Rows from a pointing dataset:
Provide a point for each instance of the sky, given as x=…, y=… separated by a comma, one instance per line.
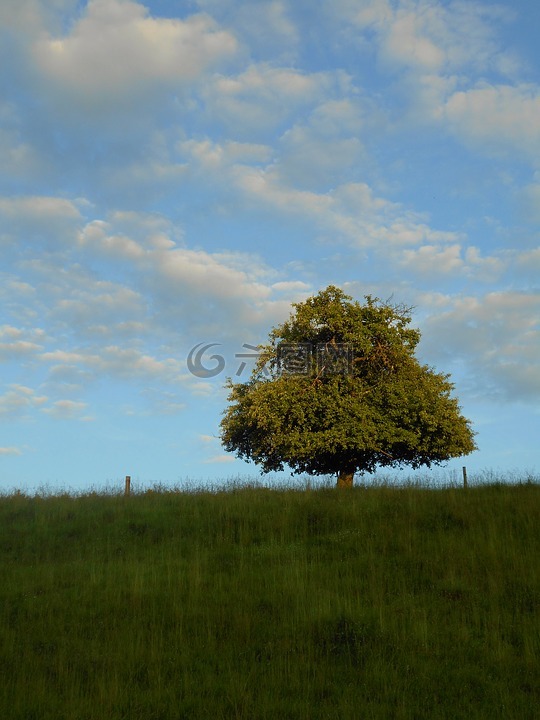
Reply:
x=173, y=175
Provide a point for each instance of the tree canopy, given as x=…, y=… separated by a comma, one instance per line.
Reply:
x=338, y=390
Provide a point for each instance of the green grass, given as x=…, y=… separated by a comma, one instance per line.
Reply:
x=257, y=603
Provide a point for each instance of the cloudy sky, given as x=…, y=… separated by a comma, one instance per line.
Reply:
x=177, y=173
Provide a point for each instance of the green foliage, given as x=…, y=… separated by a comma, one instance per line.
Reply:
x=386, y=410
x=261, y=604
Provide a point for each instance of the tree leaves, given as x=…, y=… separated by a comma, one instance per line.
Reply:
x=380, y=408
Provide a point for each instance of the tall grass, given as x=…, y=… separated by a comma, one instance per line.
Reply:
x=381, y=602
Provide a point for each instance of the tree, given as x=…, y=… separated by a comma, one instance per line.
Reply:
x=338, y=389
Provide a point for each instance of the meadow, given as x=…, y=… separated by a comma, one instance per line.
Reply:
x=259, y=603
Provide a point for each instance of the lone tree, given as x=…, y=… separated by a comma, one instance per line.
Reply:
x=338, y=390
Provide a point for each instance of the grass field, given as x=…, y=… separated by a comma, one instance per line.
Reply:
x=385, y=602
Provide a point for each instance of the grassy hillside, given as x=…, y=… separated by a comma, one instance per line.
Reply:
x=256, y=603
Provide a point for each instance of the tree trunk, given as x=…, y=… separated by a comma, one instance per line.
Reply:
x=345, y=478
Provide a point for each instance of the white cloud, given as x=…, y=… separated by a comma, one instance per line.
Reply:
x=19, y=399
x=262, y=98
x=220, y=459
x=426, y=37
x=66, y=409
x=116, y=49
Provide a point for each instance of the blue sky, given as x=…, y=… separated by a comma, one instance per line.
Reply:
x=176, y=173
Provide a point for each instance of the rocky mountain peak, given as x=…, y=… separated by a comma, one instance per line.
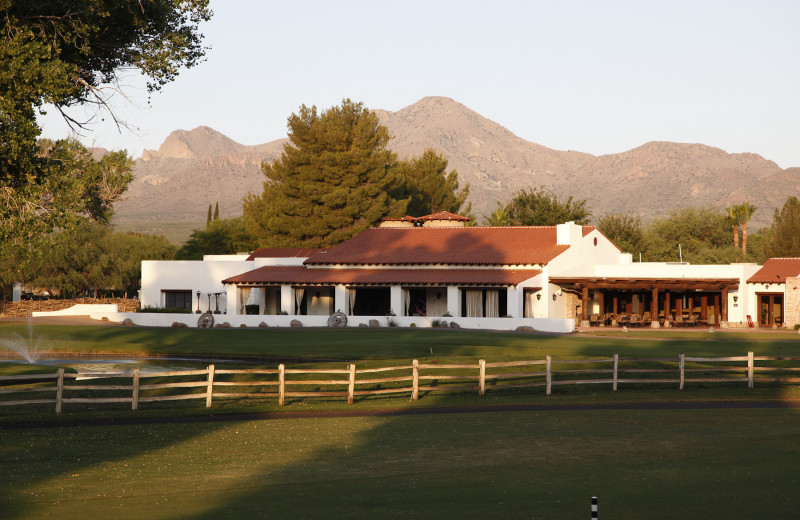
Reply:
x=202, y=141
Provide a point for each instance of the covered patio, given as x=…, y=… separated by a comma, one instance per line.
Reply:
x=650, y=302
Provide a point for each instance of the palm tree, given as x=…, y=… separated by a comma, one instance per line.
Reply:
x=733, y=220
x=744, y=212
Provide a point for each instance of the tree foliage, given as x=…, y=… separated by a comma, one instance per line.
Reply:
x=219, y=237
x=783, y=237
x=430, y=187
x=625, y=231
x=66, y=53
x=332, y=181
x=539, y=207
x=72, y=188
x=91, y=257
x=695, y=235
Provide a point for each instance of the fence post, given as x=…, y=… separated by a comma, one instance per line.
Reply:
x=135, y=396
x=351, y=387
x=482, y=377
x=210, y=391
x=415, y=380
x=281, y=383
x=59, y=389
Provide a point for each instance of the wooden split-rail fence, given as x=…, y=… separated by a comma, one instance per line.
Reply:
x=284, y=383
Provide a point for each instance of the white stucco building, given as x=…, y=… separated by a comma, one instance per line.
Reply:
x=414, y=271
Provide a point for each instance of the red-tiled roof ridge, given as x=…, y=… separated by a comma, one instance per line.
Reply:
x=479, y=245
x=283, y=252
x=445, y=215
x=361, y=276
x=776, y=270
x=407, y=218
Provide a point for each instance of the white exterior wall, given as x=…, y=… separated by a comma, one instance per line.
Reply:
x=189, y=275
x=436, y=306
x=237, y=320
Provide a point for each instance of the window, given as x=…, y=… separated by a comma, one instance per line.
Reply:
x=177, y=299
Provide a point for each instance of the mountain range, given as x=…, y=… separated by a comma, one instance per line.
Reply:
x=194, y=169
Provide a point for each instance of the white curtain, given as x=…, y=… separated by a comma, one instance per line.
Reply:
x=244, y=294
x=351, y=294
x=492, y=304
x=474, y=304
x=529, y=296
x=298, y=298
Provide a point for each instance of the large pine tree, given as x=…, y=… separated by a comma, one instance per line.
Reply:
x=430, y=187
x=332, y=181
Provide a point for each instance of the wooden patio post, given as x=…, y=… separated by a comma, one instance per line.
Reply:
x=654, y=307
x=724, y=305
x=135, y=396
x=704, y=306
x=351, y=384
x=585, y=304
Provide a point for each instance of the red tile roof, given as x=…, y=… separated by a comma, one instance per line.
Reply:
x=452, y=246
x=305, y=275
x=277, y=252
x=775, y=270
x=445, y=215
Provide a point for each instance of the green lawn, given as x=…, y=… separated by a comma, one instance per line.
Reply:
x=705, y=463
x=733, y=464
x=394, y=343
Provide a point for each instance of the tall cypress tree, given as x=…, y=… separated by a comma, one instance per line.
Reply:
x=332, y=181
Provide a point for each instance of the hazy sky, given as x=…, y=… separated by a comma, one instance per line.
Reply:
x=598, y=77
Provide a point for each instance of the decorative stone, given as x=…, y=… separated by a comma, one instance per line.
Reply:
x=337, y=320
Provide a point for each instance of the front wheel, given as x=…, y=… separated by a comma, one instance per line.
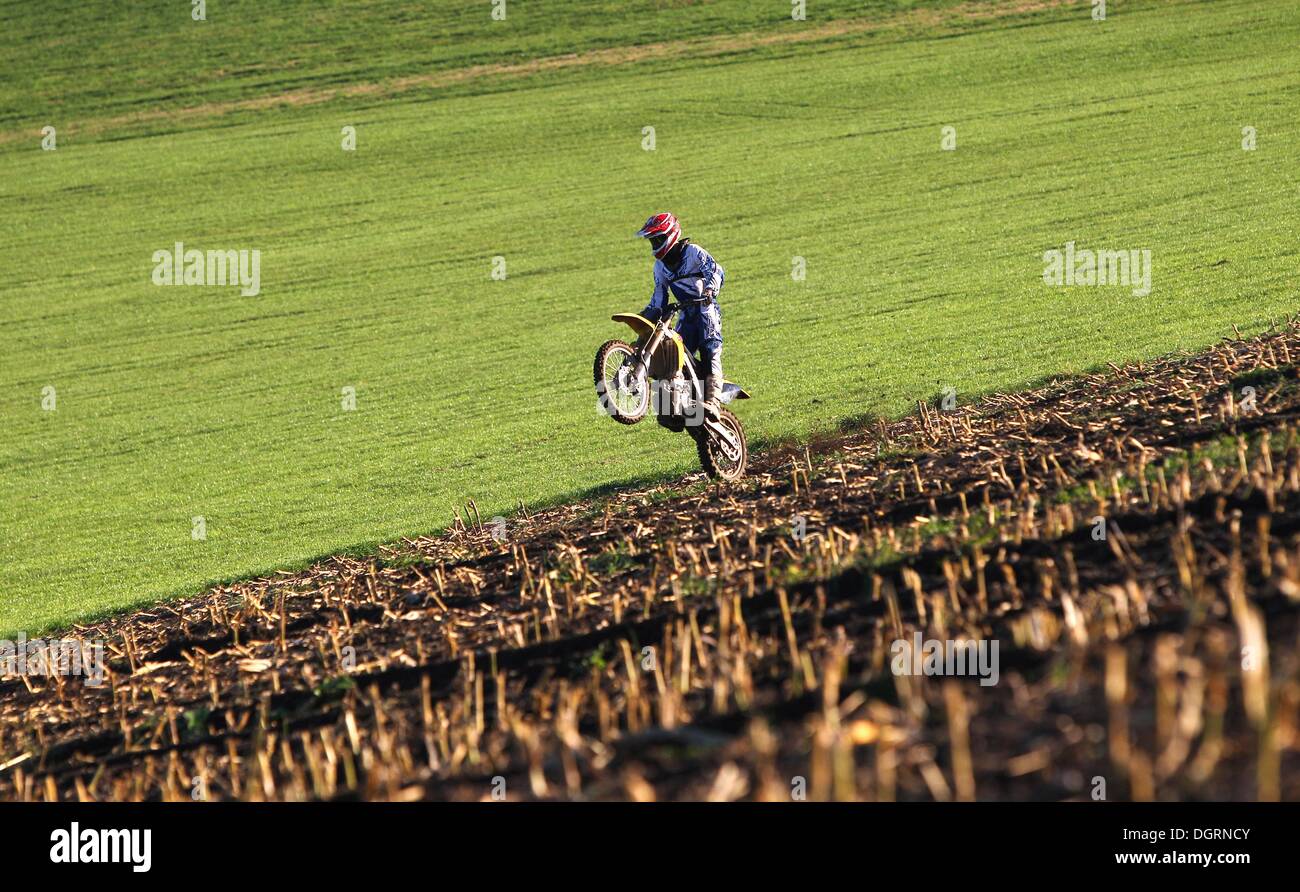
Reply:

* _Task description_
Every record must be copied exactly, with the pictures left out.

* _Answer for the task_
Provide a point for each instance of the sky, given as x=…, y=… separated by a comma, one instance per line.
Reply:
x=173, y=175
Provide a point for each instance of the tree canopy, given as x=…, y=… separated by a comma, one instance per line.
Reply:
x=338, y=390
Provide a point for each instance of the green grass, given as x=…, y=… separated by a comma, one instance per line.
Reply:
x=257, y=603
Provide a point for each instance of the cloudy sky, given as x=…, y=… separated by a comma, one instance per line.
Reply:
x=177, y=173
Provide a point for each instance of the green foliage, given as x=…, y=… separated by a comma, one instance per line.
Reply:
x=386, y=410
x=261, y=604
Provide a point for each instance of the tree leaves, given as x=…, y=… separated by a comma, one instance per line.
Reply:
x=380, y=408
Provide a point for each instance of the tall grass, given as x=…, y=… separated by a comma, one instance per line.
Reply:
x=381, y=602
Provide a point for each instance of the tree, given as x=…, y=… separated by a comma, one instance per line.
Reply:
x=338, y=389
Provide a point for each instance of the meadow, given as x=…, y=… separated by a comma, one instance per line.
Reply:
x=259, y=603
Provide a point for each instance of the lone tree, given as x=…, y=… separated by a comma, one instance per line.
Reply:
x=338, y=390
Provide a point for each instance of the grass field, given as x=…, y=… separated by a comma, one instance per line.
Reply:
x=385, y=602
Provide a point for each instance of the grassy hillside, given as x=…, y=… separated by a comma, one instance per line.
Reply:
x=256, y=603
Provide a point for each instance of the tree trunk, given as x=…, y=… separated by a comma, one instance per line.
Reply:
x=345, y=478
Provide a point for each instance of the white cloud, given as x=…, y=… separated by a comma, one instance per line.
Reply:
x=19, y=399
x=262, y=98
x=220, y=459
x=426, y=37
x=66, y=409
x=116, y=49
Provide a point for each instance of the blue sky, given as x=…, y=… separated by a comma, one instance per line.
Reply:
x=176, y=173
Provide a point for each instance of the rocky mountain peak, given as x=…, y=… separated by a comma, one instance per line.
Reply:
x=202, y=141
Provide a point for each instance of the covered patio, given as x=…, y=… separated by a comma, one instance per line.
Reply:
x=650, y=302
Provide a point for each instance of the palm tree, given as x=…, y=… separated by a comma, one instance per line.
Reply:
x=733, y=220
x=744, y=212
Provide a point for each instance of the tree foliage, given as x=…, y=… separated by a comma, one instance per line.
Reply:
x=219, y=237
x=783, y=237
x=430, y=187
x=625, y=231
x=66, y=53
x=332, y=181
x=539, y=207
x=72, y=188
x=91, y=257
x=695, y=235
Provide a point for each instance of the fence post, given as x=…, y=… separated by a comma, one instance per line.
Reply:
x=135, y=396
x=351, y=387
x=482, y=377
x=210, y=391
x=415, y=380
x=281, y=383
x=59, y=389
Provide a point for each instance of the wooden split-rail fence, given as x=…, y=… separated by a comma, one instance per line.
Reply:
x=284, y=383
Provide a point for each instance of the white stucco building, given as x=…, y=… separated by a comma, one instance per line.
Reply:
x=414, y=271
Provide a point for each instance of the red-tiled roof ridge, given as x=…, y=… separated by a comma, one instance per line.
Reply:
x=479, y=245
x=283, y=252
x=445, y=215
x=361, y=276
x=776, y=270
x=407, y=218
Provide a point for each instance of the white exterior wall, given as x=…, y=… separated by a comma, one instance per line.
Reply:
x=189, y=275
x=436, y=306
x=237, y=320
Provide a point for each instance of the window, given as x=…, y=… separated by a comma, one instance per line.
Reply:
x=177, y=299
Provide a point for each instance of the mountain range, given as x=…, y=… separated by a comma, one instance per line.
Reply:
x=194, y=169
Provide a point for each instance of the white curtain, given as x=…, y=… separated by a comma, one instance per line.
Reply:
x=244, y=294
x=351, y=294
x=492, y=304
x=474, y=304
x=529, y=296
x=298, y=298
Provide a point for each instance of the large pine tree, given as x=…, y=… separated by a comma, one instance per line.
Reply:
x=430, y=187
x=332, y=181
Provide a point for each instance of the wooden patio post, given as x=…, y=… separated by a comma, one instance per line.
Reply:
x=654, y=307
x=724, y=305
x=135, y=396
x=704, y=306
x=351, y=384
x=585, y=304
Provide a point for each instance of the red tile roof, given as x=…, y=… separated by a comma, one instance per line.
Reply:
x=452, y=246
x=305, y=275
x=277, y=252
x=775, y=270
x=445, y=215
Provide a point for each instance of the green lawn, given as x=…, y=… separated by a comma, one instance per line.
Reply:
x=705, y=463
x=733, y=464
x=394, y=343
Provide a point for each instance of the tall cypress tree, given as x=…, y=… separated by a comma, one instance per line.
Reply:
x=332, y=181
Provide a point for each instance of the hazy sky, given as x=…, y=… separated by a comma, one instance per line.
Reply:
x=598, y=77
Provide a point for each instance of the decorative stone, given as x=…, y=… separated by a comma, one instance per line.
Reply:
x=337, y=320
Provide a point for each instance of the front wheel, given as x=…, y=… separated by a comma, one instance per line.
Reply:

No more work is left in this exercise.